### DATASET CONTENT:
************
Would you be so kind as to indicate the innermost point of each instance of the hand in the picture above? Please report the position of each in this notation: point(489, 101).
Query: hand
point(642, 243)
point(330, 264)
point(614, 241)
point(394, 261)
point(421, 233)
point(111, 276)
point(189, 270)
************
### WHAT IS REQUIRED:
Copy the data above word for word, with every line kept in its original order.

### EXERCISE RESULT:
Would you be so kind as to indicate the innermost point of each instance of the hand in the picture above? Please report the position of each in this notation: point(489, 101).
Query: hand
point(642, 243)
point(330, 264)
point(614, 241)
point(394, 261)
point(421, 233)
point(111, 276)
point(189, 270)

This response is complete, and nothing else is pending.